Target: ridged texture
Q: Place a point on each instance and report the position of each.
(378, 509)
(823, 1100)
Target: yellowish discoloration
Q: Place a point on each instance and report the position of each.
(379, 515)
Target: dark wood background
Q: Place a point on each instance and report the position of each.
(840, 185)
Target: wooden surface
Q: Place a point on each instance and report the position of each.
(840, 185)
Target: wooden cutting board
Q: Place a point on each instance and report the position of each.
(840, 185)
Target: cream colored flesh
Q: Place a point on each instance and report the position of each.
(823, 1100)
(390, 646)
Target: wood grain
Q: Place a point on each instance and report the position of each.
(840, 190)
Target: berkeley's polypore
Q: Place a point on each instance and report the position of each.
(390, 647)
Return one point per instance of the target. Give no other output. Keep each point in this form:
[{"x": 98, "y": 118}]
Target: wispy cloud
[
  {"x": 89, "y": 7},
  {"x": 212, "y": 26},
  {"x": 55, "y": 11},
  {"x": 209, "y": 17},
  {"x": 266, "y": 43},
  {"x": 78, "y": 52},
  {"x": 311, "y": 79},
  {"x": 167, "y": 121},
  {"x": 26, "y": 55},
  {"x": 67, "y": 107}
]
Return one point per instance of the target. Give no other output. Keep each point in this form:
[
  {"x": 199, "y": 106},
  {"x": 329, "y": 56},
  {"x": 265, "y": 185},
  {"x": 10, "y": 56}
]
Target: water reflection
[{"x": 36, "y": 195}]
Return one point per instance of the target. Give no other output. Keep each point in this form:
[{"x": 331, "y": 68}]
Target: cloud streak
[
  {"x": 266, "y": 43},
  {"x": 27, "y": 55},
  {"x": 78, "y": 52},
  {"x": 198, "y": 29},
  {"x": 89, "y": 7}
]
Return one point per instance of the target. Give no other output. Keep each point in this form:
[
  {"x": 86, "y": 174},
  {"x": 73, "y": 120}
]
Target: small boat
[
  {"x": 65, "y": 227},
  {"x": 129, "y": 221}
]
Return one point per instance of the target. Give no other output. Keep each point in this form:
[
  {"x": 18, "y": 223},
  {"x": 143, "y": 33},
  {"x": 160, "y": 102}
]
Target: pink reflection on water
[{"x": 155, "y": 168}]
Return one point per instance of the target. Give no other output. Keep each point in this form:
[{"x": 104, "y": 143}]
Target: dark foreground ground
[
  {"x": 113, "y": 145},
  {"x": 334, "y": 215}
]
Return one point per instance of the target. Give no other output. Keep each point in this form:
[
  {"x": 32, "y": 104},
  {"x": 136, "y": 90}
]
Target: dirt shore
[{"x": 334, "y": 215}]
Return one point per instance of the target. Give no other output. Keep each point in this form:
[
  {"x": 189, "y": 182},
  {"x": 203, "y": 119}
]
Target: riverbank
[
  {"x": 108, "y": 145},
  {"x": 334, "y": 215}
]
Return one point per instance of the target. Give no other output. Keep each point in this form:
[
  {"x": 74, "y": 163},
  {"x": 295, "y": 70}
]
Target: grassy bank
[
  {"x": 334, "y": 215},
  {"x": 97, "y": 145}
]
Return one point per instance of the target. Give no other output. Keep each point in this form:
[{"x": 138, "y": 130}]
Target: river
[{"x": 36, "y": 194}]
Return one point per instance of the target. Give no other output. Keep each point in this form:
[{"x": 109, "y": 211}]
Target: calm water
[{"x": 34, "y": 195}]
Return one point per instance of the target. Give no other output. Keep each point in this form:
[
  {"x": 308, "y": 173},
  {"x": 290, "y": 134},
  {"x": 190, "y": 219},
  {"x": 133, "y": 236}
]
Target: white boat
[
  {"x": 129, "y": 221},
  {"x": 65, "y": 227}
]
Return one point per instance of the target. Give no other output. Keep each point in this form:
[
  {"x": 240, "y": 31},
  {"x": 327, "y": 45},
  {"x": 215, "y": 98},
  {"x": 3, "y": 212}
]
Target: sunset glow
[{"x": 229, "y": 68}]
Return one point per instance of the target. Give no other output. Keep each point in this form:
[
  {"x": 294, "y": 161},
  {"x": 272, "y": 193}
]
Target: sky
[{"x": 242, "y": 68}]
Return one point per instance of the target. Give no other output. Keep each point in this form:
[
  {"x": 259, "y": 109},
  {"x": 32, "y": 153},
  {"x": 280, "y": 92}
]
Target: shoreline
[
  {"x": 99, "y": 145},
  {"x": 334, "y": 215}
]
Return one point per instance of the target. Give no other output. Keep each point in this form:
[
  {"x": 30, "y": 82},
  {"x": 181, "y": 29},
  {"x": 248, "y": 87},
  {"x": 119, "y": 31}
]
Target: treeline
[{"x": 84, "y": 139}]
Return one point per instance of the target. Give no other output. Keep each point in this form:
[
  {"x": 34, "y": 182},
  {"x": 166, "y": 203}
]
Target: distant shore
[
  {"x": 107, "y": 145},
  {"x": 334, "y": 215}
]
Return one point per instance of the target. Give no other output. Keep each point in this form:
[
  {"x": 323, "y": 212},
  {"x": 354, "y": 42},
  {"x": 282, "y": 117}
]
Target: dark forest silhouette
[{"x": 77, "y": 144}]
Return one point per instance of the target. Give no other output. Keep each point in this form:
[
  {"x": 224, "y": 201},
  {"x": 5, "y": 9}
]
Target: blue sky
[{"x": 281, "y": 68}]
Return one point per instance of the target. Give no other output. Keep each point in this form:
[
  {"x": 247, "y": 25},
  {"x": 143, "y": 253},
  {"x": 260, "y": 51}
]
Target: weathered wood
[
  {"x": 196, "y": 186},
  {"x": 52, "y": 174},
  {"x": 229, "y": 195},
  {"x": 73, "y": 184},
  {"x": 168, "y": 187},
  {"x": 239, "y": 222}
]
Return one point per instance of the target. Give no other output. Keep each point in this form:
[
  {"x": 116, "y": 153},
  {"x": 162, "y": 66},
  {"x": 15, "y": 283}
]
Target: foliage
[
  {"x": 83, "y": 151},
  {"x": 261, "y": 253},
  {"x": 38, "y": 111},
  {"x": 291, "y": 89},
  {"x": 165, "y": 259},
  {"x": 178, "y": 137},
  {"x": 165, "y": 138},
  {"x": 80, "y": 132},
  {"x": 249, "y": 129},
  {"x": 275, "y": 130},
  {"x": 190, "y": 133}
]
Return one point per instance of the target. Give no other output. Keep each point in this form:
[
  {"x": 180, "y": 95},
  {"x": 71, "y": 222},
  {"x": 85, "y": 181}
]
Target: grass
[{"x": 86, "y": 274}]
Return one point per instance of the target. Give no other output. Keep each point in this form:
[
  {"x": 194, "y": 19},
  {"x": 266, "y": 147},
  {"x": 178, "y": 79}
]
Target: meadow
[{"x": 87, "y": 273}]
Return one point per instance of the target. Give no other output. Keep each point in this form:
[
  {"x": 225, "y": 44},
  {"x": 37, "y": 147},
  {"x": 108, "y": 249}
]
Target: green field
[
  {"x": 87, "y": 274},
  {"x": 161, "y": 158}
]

= = =

Please show every line of the material that contains the string "wooden".

Target: wooden surface
Target: wooden cutting board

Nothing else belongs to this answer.